## Records from a data collection
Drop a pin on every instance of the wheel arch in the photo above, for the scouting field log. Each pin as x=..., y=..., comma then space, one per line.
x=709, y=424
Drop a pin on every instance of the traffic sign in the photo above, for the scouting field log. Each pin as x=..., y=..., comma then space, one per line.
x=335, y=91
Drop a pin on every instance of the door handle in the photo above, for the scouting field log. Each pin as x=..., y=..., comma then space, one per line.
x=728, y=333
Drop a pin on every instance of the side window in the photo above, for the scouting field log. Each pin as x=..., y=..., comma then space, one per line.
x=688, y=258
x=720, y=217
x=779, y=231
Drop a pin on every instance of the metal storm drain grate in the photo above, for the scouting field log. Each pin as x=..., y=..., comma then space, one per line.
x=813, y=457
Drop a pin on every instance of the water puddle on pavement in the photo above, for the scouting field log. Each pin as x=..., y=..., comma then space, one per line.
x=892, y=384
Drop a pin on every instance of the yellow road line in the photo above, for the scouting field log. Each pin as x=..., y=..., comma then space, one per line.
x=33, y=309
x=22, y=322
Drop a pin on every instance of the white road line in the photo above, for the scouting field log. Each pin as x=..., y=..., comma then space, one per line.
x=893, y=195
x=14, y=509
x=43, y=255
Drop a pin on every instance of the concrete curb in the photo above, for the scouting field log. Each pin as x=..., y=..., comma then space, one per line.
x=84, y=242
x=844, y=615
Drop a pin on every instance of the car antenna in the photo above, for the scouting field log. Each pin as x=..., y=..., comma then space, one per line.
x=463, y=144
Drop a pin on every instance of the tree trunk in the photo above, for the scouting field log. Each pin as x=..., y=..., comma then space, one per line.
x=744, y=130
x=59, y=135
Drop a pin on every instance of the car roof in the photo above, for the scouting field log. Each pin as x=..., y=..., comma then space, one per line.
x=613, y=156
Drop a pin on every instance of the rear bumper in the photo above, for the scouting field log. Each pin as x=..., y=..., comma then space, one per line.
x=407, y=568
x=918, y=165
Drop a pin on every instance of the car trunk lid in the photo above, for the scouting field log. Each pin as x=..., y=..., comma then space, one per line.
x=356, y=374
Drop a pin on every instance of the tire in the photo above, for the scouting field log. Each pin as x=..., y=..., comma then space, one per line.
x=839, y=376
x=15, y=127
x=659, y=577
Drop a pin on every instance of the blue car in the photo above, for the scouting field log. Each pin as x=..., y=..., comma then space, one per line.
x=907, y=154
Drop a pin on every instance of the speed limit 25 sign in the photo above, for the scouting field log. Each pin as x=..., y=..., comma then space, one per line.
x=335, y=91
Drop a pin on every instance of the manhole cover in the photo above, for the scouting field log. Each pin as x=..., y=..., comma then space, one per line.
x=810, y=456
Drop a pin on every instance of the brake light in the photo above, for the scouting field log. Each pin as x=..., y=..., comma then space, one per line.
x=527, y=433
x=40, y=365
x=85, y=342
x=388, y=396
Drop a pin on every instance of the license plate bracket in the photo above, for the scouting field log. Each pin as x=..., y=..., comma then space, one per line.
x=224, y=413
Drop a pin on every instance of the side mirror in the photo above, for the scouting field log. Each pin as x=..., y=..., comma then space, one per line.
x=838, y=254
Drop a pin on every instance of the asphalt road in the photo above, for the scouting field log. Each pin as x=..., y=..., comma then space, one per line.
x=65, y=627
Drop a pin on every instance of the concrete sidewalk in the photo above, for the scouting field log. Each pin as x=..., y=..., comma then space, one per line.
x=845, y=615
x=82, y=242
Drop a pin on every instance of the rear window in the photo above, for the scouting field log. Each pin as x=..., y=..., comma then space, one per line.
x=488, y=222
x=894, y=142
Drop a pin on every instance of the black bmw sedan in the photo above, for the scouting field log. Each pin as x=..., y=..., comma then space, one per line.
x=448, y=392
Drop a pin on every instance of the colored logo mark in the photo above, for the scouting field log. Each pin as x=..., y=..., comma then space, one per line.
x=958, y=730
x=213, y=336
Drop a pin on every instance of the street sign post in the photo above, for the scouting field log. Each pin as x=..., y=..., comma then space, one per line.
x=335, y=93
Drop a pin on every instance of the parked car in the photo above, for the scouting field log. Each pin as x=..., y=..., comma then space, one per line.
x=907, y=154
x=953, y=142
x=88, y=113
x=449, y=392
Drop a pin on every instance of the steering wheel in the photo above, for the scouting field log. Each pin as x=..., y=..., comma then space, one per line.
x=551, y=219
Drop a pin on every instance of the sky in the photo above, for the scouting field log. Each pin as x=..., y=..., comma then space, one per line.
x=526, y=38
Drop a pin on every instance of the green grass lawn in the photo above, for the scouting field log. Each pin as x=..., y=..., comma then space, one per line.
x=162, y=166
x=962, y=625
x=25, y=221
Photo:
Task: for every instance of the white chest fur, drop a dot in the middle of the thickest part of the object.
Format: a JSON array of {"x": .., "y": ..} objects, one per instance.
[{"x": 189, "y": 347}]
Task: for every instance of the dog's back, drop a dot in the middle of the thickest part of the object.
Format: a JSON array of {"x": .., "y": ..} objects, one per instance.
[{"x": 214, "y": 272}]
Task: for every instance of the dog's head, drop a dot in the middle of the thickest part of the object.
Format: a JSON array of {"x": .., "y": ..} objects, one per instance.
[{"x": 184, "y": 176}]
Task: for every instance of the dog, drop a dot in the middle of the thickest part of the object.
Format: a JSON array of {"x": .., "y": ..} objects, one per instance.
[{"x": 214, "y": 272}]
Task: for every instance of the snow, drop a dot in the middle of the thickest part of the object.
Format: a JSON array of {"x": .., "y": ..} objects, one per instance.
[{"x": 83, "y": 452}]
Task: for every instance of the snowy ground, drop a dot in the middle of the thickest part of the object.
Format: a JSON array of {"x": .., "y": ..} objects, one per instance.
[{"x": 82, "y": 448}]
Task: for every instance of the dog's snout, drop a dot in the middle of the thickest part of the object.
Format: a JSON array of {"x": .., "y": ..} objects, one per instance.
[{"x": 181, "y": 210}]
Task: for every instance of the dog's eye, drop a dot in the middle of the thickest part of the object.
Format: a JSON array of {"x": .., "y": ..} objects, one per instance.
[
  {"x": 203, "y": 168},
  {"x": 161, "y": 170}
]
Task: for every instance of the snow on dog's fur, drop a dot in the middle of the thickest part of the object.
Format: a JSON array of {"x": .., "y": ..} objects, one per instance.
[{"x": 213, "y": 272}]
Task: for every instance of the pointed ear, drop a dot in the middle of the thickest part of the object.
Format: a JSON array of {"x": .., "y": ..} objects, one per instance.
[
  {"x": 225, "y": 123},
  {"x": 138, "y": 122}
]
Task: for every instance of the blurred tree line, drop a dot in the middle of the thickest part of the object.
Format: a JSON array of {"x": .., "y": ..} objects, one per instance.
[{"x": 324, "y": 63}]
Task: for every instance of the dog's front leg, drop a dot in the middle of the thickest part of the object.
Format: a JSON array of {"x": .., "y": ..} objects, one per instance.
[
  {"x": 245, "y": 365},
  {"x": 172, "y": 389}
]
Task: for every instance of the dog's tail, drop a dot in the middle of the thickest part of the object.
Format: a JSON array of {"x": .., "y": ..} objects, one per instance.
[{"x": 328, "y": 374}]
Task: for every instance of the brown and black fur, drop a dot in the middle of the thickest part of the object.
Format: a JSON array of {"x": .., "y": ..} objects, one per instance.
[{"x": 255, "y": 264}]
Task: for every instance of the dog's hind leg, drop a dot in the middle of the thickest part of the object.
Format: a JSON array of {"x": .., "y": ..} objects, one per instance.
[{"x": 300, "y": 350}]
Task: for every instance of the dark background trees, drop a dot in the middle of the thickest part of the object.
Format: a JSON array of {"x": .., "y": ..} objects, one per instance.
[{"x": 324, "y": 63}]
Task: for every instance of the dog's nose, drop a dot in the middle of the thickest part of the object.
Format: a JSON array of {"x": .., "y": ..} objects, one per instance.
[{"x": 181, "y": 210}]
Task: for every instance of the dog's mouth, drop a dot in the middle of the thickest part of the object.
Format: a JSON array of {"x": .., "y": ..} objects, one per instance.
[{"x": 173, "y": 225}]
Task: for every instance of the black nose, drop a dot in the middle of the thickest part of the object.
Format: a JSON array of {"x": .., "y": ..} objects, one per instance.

## Job
Copy out the lines from the line containing "Task: for every instance of the dog's hind" to the end of the listing above, without alteration.

## The reply
Task: for every instance of the dog's hind leg, drop a dot in the middle of the thickest part of the object.
Format: a JSON array of {"x": .., "y": ..} objects, one per instance.
[{"x": 300, "y": 350}]
Task: for every instance of the dark background trees, drop a dot in the middle of the thickest part of the object.
Format: a JSON array of {"x": .., "y": ..} objects, one per instance.
[{"x": 324, "y": 63}]
Task: for every instance of the dog's nose, drop a dot in the middle of the thickest part of the object.
Format: a JSON array of {"x": .., "y": ..} objects, one per instance.
[{"x": 181, "y": 210}]
Task: for every instance of the dog's mouth, drop a dot in the middle of the thickest part of the object.
Format: a JSON array of {"x": .., "y": ..} objects, one per instance.
[{"x": 173, "y": 225}]
Task: for every instance of the black nose, drop a dot in the middle of the thickest part of the object.
Format: a JSON array of {"x": .., "y": ..} objects, one per instance.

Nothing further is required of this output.